You make lots of sweeping claims about performance. It's hard to argue without understanding the details of Pick, but from what I have heard I'm not impressed.

I haven't used Oracle much in particular, but I think query optimizers are a godsend based on my experience with PostgreSQL. Instead of needing to code the exact approach of how to retrieve the data, I just describe what I want and the database will figure out the best way to execute it. If the data distributions in the database change, queries will automatically adapt, rather than requiring coders to go back and revisit old queries.

While regressions and outliers do occur, they're a small minority and debugging them isn't difficult with some experience. If you have to spend "months" tuning queries then it seems you're trying to outmsart the optimizer to force it to do what you want, rather than helping it do its job and make good decisions.

And for every regression, there are tons of queries that get faster with each release, because new optimization techniques are implemented all the time.

[Records contained in a dataset]
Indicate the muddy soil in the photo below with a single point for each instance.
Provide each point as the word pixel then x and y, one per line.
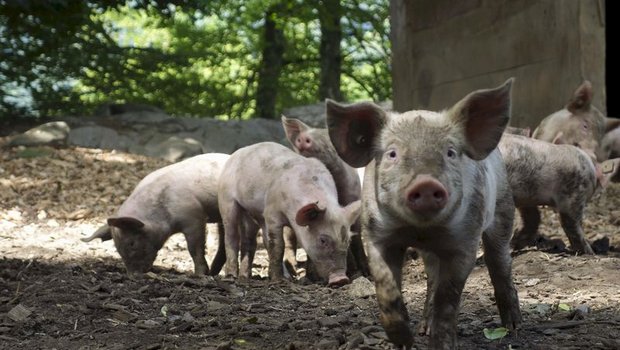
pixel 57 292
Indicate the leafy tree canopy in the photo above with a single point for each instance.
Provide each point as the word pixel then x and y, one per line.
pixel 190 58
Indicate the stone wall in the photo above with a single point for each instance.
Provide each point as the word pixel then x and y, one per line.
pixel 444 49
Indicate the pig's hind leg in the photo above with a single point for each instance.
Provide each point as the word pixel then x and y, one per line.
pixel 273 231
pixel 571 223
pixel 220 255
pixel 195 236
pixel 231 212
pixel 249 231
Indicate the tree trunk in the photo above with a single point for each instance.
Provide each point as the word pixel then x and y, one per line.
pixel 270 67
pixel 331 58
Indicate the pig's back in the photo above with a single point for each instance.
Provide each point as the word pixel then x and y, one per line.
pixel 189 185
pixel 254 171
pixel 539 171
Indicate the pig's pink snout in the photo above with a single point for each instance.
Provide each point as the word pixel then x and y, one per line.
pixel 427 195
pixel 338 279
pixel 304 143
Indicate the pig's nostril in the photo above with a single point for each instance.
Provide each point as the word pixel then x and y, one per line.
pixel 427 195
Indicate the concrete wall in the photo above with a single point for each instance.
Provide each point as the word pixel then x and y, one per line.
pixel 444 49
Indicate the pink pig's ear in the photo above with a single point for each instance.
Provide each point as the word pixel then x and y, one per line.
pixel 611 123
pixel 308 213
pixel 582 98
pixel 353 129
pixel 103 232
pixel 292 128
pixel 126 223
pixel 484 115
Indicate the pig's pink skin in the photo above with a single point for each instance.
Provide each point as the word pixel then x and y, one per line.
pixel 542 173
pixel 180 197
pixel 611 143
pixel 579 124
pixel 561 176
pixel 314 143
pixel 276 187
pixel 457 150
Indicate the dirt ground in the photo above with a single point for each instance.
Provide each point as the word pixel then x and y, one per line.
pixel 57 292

...

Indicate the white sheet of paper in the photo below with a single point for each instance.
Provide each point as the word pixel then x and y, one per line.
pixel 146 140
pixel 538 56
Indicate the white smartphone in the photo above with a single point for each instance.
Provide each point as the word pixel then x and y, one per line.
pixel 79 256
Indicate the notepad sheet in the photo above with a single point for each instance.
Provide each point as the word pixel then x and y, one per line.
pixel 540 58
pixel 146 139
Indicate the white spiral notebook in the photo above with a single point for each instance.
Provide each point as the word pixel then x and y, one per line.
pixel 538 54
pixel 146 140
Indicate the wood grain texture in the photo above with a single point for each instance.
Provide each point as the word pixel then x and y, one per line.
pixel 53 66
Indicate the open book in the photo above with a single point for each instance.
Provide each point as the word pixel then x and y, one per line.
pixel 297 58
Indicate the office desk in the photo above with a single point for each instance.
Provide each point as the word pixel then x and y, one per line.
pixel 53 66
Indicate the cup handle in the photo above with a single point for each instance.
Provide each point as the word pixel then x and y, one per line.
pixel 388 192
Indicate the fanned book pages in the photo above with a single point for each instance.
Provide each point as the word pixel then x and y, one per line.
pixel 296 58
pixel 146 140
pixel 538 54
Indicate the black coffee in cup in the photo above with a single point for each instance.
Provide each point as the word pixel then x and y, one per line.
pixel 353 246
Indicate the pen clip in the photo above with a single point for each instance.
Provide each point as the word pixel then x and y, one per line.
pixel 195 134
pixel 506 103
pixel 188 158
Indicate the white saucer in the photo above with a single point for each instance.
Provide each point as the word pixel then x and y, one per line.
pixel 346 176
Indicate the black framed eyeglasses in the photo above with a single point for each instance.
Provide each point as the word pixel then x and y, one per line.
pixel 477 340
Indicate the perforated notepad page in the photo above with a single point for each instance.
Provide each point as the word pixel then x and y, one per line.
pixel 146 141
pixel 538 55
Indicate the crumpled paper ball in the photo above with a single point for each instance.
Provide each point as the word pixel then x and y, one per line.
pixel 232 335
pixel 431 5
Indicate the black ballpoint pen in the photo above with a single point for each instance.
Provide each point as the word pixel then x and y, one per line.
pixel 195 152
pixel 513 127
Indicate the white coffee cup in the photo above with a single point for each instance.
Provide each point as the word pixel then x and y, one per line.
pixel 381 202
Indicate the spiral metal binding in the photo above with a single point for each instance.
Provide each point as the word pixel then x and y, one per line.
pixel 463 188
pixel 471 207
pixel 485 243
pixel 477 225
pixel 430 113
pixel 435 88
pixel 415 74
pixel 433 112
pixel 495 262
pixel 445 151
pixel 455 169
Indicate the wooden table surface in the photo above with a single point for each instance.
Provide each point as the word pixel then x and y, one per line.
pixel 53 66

...

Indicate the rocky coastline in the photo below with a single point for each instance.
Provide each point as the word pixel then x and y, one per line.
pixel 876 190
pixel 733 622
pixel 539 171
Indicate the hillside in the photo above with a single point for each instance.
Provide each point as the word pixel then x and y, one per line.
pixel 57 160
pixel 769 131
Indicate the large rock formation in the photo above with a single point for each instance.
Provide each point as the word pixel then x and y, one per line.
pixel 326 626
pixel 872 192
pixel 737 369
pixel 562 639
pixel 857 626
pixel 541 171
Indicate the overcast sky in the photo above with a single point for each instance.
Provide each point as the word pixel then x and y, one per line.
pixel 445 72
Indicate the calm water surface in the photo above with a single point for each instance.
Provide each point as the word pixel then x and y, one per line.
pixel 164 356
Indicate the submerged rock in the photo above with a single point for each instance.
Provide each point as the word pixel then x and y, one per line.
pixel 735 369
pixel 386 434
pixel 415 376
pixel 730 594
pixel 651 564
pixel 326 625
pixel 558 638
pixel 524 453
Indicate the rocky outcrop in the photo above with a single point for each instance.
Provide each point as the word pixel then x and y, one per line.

▶ [Your instructions]: Print the whole text on query optimizers word for word, from its first sentence to its last.

▶ [The result]:
You make lots of sweeping claims about performance. It's hard to argue without understanding the details of Pick, but from what I have heard I'm not impressed.

I haven't used Oracle much in particular, but I think query optimizers are a godsend based on my experience with PostgreSQL. Instead of needing to code the exact approach of how to retrieve the data, I just describe what I want and the database will figure out the best way to execute it. If the data distributions in the database change, queries will automatically adapt, rather than requiring coders to go back and revisit old queries.

While regressions and outliers do occur, they're a small minority and debugging them isn't difficult with some experience. If you have to spend "months" tuning queries then it seems you're trying to outmsart the optimizer to force it to do what you want, rather than helping it do its job and make good decisions.

And for every regression, there are tons of queries that get faster with each release, because new optimization techniques are implemented all the time.